- [Records for this task]:
....

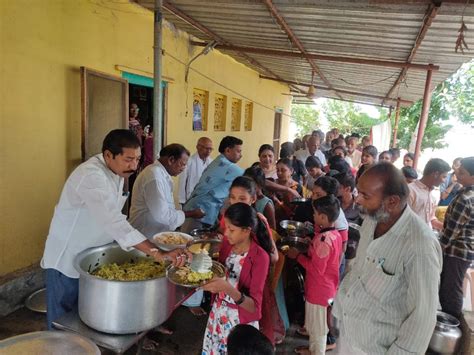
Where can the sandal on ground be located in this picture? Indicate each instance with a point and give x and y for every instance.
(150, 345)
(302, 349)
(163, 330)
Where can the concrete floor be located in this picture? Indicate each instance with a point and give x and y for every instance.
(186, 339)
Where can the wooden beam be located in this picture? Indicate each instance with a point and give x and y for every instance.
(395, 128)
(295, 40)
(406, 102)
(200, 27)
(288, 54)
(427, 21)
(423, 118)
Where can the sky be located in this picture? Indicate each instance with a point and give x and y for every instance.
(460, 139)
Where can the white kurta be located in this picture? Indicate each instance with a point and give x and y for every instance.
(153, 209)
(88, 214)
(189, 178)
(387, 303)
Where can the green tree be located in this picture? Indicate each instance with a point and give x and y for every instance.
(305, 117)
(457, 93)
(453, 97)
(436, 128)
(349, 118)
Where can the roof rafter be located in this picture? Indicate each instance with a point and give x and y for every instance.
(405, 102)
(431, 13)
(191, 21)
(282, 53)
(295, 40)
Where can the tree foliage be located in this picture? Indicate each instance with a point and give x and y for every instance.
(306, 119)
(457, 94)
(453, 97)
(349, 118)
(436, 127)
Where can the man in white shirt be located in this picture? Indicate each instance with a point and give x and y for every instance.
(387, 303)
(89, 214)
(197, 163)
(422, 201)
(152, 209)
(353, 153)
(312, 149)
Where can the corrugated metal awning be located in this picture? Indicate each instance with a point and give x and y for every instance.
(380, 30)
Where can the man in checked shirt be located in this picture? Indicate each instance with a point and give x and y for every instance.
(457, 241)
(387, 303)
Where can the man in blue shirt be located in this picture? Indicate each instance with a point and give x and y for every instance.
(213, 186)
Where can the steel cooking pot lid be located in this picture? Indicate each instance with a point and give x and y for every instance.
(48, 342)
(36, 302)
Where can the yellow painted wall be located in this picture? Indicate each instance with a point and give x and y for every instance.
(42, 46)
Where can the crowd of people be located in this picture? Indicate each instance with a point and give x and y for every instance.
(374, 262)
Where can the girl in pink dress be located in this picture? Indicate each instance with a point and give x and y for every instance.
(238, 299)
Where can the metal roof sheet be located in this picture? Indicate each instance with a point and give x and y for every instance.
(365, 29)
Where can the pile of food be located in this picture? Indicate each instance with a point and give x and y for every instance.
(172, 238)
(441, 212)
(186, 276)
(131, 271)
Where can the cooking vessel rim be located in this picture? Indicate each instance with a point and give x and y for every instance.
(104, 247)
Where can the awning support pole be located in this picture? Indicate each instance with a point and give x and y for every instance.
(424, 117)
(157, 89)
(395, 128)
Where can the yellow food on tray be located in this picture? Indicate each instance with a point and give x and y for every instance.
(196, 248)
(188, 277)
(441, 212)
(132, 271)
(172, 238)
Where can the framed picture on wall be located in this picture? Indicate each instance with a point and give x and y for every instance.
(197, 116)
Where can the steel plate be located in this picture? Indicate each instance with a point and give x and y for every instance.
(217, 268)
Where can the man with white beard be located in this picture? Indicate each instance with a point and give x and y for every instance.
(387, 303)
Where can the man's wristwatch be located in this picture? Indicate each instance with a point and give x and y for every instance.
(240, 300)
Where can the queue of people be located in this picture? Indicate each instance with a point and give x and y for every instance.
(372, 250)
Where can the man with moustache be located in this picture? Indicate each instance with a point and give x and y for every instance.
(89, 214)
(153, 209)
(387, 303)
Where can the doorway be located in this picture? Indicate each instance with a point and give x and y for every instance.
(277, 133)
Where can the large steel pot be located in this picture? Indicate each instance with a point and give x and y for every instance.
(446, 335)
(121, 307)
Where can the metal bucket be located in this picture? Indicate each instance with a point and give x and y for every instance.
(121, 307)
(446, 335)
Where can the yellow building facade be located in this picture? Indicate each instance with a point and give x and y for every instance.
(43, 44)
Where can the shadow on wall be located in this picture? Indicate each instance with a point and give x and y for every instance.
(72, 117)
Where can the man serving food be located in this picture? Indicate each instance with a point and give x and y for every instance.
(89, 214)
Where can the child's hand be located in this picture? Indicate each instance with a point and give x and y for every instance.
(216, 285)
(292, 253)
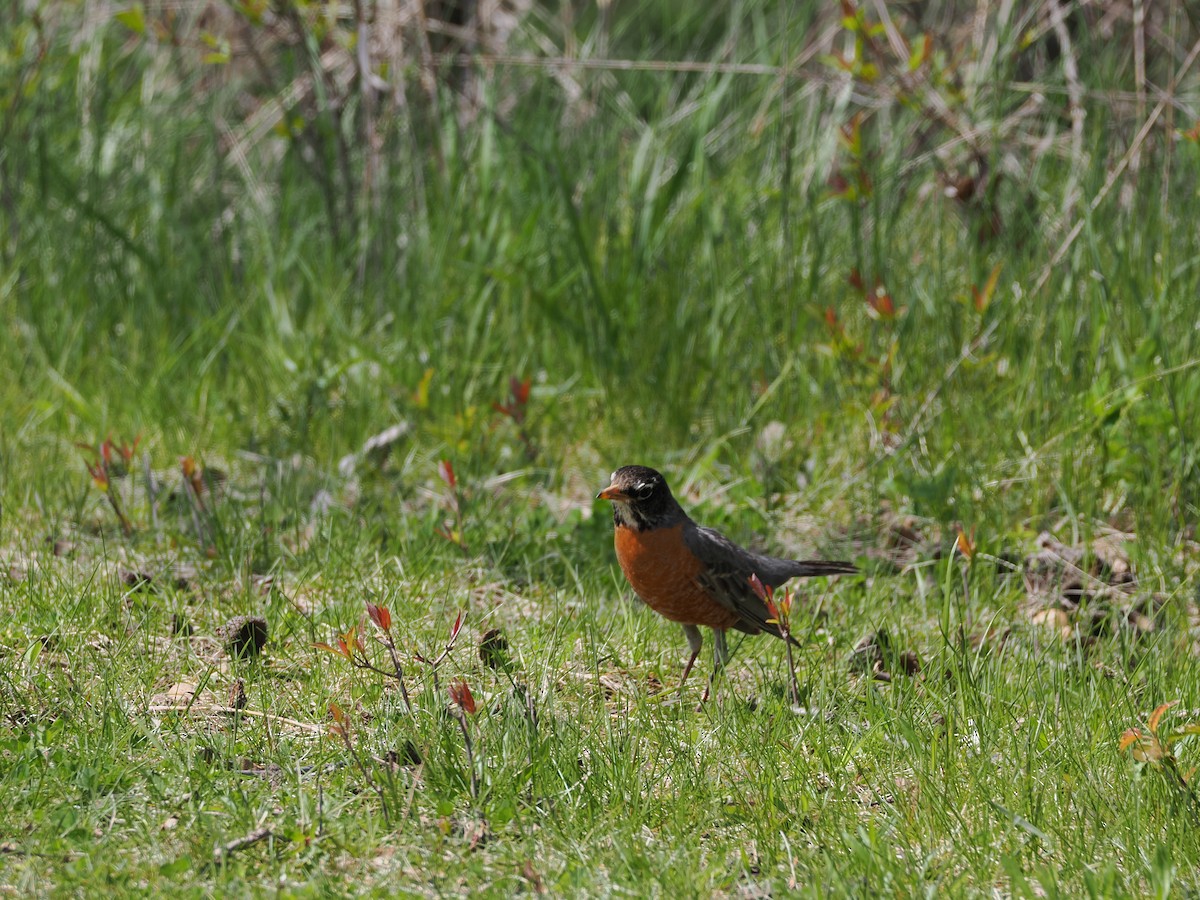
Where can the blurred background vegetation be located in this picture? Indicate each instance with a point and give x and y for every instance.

....

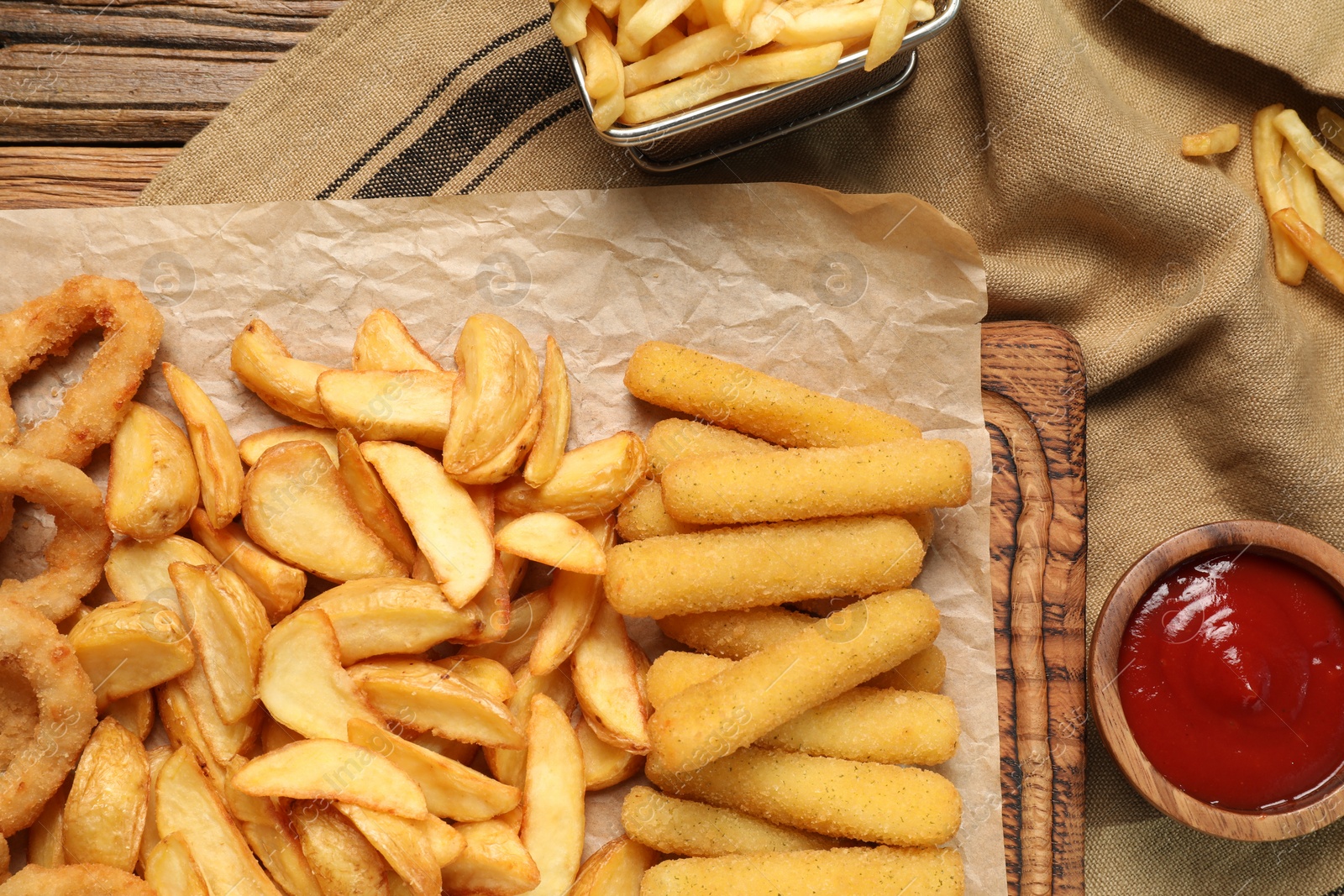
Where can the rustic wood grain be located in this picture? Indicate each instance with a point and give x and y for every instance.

....

- [Goal of the exercise]:
Nothing outside the stretch above, from the line with "Where can the shadow" through the line with "Where can the blurred", is set down. Transcribe that stretch exactly, ends included, but not its pictures.

- [Task answer]:
Where can the shadow on wall be located in this picture? Indicate each instance with a point and give x and y for every instance.
(72, 117)
Where can the man serving food be located in this picture? Indicate each instance with a point and give x and y for every instance.
(89, 214)
Where can the child's hand be located in this picture? Indicate each instance with a point and give x and y for every instance.
(216, 285)
(292, 253)
Where can the blurred background vegetation be located in this picture? Indicate each instance with a point and give x and y for every instance.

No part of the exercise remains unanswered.